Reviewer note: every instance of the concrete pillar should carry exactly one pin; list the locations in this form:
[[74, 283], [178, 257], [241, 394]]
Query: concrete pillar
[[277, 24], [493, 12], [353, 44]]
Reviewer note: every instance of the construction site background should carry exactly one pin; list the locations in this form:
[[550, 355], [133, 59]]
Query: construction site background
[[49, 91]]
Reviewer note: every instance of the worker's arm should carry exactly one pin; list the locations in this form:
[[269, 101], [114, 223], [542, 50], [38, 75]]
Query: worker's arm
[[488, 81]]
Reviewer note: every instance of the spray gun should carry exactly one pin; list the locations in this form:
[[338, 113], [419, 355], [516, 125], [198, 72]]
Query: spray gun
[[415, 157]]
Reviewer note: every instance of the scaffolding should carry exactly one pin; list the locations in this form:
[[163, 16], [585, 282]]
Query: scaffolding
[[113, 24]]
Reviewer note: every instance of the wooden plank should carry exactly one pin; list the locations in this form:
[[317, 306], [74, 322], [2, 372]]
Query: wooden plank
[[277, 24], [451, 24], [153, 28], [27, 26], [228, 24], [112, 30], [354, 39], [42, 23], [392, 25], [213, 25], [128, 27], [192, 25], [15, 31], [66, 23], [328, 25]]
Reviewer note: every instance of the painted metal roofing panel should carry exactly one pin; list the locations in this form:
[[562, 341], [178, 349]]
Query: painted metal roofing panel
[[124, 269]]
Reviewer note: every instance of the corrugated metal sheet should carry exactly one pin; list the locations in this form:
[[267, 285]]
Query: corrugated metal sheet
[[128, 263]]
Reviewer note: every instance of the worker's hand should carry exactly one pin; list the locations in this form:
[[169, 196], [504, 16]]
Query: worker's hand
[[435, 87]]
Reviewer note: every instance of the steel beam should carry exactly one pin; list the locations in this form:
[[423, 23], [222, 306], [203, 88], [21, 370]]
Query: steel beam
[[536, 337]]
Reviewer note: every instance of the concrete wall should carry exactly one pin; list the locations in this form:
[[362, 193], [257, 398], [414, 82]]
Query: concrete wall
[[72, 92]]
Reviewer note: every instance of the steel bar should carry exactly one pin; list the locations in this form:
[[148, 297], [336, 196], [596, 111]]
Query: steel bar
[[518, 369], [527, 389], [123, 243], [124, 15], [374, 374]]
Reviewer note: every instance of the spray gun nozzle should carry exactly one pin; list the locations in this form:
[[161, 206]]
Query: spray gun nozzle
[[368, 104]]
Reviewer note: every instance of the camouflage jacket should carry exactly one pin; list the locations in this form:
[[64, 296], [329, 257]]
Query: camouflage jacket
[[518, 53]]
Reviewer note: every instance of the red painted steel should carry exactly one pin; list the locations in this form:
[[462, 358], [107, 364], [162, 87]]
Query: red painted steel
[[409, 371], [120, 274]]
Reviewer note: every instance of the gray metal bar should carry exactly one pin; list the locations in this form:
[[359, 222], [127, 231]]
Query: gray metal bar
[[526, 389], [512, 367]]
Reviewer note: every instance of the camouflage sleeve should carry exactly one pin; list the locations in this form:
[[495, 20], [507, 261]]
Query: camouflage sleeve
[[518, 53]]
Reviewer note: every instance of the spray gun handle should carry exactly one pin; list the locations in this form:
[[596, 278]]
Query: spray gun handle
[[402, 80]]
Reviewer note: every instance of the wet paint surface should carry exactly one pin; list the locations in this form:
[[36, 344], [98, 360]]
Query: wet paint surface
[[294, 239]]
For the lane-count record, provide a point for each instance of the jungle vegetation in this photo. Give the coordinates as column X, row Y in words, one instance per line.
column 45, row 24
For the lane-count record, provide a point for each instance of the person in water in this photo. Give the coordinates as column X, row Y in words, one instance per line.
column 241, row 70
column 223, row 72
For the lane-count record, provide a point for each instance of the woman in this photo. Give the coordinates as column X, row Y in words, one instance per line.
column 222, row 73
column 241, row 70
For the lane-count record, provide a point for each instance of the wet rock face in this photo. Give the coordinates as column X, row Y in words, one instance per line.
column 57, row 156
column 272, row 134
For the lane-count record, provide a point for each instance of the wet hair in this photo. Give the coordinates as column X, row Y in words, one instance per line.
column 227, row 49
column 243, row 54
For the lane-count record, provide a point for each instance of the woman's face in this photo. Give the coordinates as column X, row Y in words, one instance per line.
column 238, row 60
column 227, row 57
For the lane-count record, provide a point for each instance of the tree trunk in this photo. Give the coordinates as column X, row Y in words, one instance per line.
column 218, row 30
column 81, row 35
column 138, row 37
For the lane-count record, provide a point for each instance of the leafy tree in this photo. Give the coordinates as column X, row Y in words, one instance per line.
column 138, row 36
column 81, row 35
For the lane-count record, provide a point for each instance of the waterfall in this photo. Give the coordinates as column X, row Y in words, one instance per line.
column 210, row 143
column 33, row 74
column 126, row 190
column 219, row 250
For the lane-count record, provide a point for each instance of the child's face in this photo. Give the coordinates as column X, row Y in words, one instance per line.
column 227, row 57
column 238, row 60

-.-.-

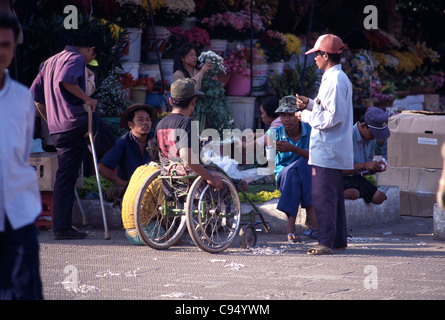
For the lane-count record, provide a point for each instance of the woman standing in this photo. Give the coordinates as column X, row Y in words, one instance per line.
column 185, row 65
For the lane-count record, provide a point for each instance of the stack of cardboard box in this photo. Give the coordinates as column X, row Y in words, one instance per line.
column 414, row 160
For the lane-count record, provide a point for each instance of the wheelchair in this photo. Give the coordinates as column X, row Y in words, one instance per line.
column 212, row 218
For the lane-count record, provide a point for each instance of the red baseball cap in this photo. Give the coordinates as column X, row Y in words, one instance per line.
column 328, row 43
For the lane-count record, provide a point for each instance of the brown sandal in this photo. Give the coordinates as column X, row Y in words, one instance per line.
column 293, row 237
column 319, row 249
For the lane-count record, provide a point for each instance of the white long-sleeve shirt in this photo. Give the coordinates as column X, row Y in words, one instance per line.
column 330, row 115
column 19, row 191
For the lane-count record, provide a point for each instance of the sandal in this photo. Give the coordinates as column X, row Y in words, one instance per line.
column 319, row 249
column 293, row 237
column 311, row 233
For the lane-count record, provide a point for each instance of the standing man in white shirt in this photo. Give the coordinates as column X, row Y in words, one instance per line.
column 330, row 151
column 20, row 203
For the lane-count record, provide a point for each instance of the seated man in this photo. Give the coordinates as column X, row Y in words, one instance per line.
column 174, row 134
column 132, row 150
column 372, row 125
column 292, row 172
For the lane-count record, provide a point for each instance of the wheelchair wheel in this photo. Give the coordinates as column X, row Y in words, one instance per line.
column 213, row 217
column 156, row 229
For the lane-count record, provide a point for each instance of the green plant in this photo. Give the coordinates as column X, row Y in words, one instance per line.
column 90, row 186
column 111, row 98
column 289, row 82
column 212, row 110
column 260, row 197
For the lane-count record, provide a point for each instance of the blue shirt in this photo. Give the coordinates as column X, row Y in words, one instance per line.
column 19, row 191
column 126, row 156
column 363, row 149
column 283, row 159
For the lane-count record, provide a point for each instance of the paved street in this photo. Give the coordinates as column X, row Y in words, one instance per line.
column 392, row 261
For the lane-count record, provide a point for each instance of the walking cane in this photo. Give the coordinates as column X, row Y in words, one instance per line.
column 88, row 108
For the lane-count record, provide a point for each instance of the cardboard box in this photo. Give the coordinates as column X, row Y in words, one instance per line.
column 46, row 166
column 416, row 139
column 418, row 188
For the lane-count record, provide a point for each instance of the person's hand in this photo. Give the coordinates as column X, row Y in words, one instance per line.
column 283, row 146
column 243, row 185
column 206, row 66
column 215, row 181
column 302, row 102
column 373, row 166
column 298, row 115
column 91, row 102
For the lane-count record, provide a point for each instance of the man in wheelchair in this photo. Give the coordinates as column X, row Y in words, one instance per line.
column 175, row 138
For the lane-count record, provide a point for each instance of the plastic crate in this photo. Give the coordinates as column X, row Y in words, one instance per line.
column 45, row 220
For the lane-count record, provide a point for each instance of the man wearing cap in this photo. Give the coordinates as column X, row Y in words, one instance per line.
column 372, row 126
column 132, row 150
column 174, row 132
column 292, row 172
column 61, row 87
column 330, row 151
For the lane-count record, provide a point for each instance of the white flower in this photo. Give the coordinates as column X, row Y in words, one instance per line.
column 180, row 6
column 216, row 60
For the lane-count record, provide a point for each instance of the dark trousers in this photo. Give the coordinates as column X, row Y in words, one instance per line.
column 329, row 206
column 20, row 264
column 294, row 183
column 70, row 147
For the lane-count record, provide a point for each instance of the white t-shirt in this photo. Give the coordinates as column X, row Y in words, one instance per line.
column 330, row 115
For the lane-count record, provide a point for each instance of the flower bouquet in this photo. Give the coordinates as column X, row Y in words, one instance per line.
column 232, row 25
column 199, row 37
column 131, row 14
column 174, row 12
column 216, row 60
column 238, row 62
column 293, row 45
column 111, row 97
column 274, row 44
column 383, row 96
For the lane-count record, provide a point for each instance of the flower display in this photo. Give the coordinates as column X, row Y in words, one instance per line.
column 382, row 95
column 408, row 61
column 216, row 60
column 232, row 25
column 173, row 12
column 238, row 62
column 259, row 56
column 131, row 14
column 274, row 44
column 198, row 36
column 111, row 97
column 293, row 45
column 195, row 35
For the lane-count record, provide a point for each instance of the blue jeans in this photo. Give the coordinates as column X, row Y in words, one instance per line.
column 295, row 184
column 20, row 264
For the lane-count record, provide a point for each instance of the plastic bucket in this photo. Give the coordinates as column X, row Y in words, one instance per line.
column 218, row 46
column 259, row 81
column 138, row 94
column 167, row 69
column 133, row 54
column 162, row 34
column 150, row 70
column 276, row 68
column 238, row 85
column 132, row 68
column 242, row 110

-.-.-

__Work to do__.
Copy out the listing lines between the line holding "Reviewer note: every instance of the worker's arm" and the line holding "[[113, 24]]", inclusive, and shift every coordinate in the answers up by 112. Leave the requests and their sample coordinates unchanged, and give only those lines.

__Full output__.
Reviewer note: every instance of the worker's arm should carry exactly one pin; list the locations in this form:
[[269, 101], [114, 223], [542, 50], [38, 75]]
Query: worker's arm
[[600, 193]]
Reviewer note: every instance of the spray gun should carry exactly one pin; list the locations in this form:
[[338, 113], [419, 355], [516, 125], [198, 72]]
Query: spray gun
[[527, 269]]
Reviewer note: every instance of the scaffolding should carry exactly one pin; list the locations in this form:
[[163, 16], [585, 282]]
Query: scaffolding
[[225, 136]]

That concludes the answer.